§ **Items**
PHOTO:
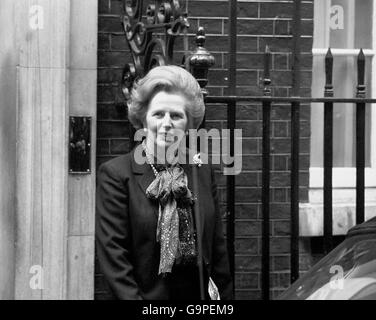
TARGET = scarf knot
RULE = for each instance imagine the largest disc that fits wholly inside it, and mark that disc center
(169, 188)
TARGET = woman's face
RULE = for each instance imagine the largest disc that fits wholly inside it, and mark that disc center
(166, 119)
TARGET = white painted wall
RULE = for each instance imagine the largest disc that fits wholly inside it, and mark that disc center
(8, 112)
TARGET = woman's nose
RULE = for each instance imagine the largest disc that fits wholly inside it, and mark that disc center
(167, 121)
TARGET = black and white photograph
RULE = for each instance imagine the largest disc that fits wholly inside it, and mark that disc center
(188, 154)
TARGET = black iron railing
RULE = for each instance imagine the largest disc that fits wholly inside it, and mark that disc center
(267, 101)
(151, 43)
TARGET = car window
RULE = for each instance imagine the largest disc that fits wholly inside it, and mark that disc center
(351, 267)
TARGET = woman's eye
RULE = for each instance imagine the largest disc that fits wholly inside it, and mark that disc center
(158, 114)
(176, 116)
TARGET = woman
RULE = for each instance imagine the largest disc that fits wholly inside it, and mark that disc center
(145, 228)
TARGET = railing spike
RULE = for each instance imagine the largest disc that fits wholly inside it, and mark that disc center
(267, 80)
(361, 88)
(328, 92)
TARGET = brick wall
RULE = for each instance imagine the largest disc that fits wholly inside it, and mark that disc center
(259, 24)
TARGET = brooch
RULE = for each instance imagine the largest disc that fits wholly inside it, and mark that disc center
(197, 159)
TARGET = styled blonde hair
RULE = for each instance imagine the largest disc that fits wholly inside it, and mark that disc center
(170, 79)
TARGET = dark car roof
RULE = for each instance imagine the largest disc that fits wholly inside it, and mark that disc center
(366, 227)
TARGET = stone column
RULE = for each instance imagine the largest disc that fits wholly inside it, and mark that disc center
(47, 214)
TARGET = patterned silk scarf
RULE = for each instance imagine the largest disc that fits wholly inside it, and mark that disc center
(169, 188)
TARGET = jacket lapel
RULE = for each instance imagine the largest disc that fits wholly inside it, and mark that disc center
(144, 176)
(199, 194)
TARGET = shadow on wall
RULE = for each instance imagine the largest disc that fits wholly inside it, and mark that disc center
(8, 116)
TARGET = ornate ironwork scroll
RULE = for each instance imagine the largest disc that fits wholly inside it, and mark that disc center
(151, 30)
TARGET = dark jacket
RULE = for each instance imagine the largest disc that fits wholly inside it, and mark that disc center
(126, 223)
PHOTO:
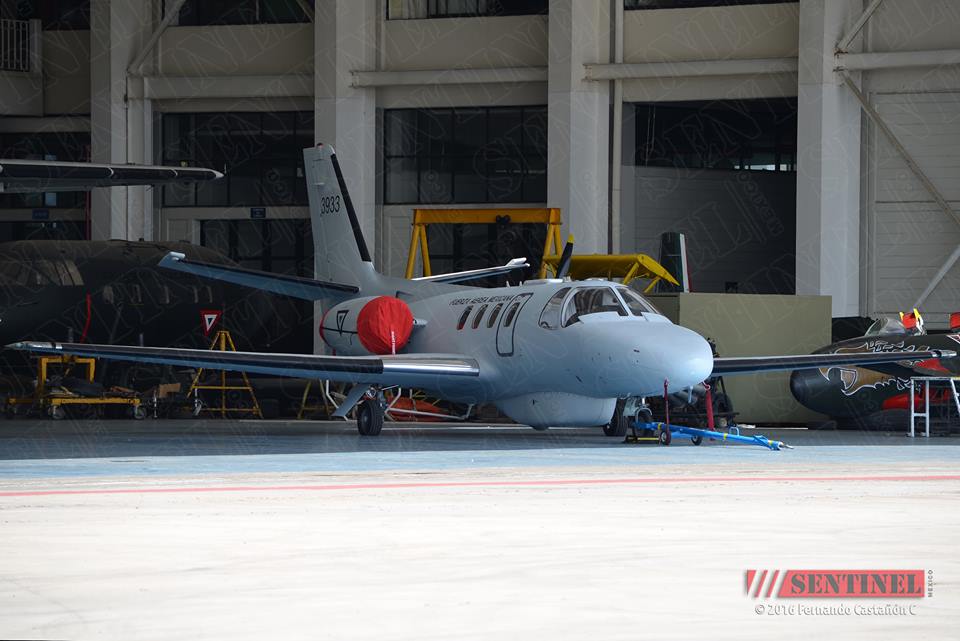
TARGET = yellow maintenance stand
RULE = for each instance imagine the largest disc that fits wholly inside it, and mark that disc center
(53, 400)
(223, 342)
(423, 217)
(624, 266)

§ **Required work**
Copy the records above exactly, omitting every picture.

§ **Final answer**
PHOTO:
TARGET = scarf knot
RULE = for each instance imagine the largest disc that fits wholly inside it, and mark that disc center
(169, 188)
TARGET = woman's face
RULE = for each instance imagine the largest disc that fits wholly inside it, and mark that disc center
(166, 119)
TARGET = white painted wall
RULE = for each instance imagine the largest disc that fits wholly inside it, and mark that disc center
(8, 112)
TARGET = woman's nose
RULE = for each instance imagine the largest disc that fits wholly inside it, and mark that disc center
(167, 121)
TARGET = black and white photograph
RULE = for each instance imagine the largest disc that fits wholly inside it, and mark that disc center
(188, 154)
TARGET = black iron railing
RULE = for each instance imagine the largest disc that fits wholly inside it, and mark that disc center
(267, 101)
(151, 43)
TARGET = car window
RULE = for each instance imagine the largest disc that fits wholly inside it, and mark that disc center
(351, 267)
TARGET = woman's eye
RULE = for each instance imagine the largest disc that fits wholly inside it, and mark that disc center
(158, 114)
(176, 116)
TARGET = woman
RULE = for each instance imagine the largest disc that fits wholly inside it, and mark that disc center
(145, 228)
TARGET = railing spike
RULE = for each instance imagine the largest disc that fits wholly inside it, and mark that disc center
(267, 80)
(361, 88)
(328, 92)
TARGET = brick wall
RULE = for each instance imagine the largest disc that fits wholly inside it, and mark that disc center
(259, 24)
TARGET = brooch
RULE = for each instance imagine the largest disc that fits wholly inside it, and mark that disc center
(197, 159)
TARGET = styled blonde hair
RULE = for each instance imagine the largest disc that fits wholly inside it, and mark that disc center
(170, 79)
TARGET = dark car roof
RULE = for each instance imagine the largest disc that fits wholly inside it, and mark that disc center
(366, 227)
TARGET = stone column
RULE = for each instance imagine the largest disc that fits wholly inside it, and mark that disc center
(47, 214)
TARGET = patterned silk scarf
RULE = for each instance imagine the largest disc that fits wholly inside it, and mark that disc center
(169, 188)
TARGET = jacket lapel
RULE = for each instance imagine the largest disc that fits wholly inside it, and mark that disc center
(144, 176)
(199, 194)
TARGET = shadow on wall
RULE = for each instance imagine the largest disc that fits wholly inside it, and mark that disc center
(8, 116)
TARGET = ornate ironwork scroll
RULE = for each instance imagine the largest disc that fits wholly inside it, and mark that disc center
(151, 30)
TARGET = dark jacket
RULE = for each instance imagine the largest disc that fits wholly inside it, and mark that disc center
(126, 223)
PHOTO:
TARGET = yellow maintenance stand
RULE = for each instance imagine the largest disc that fits wholly inside it, and mark that disc center
(53, 400)
(223, 342)
(423, 217)
(624, 266)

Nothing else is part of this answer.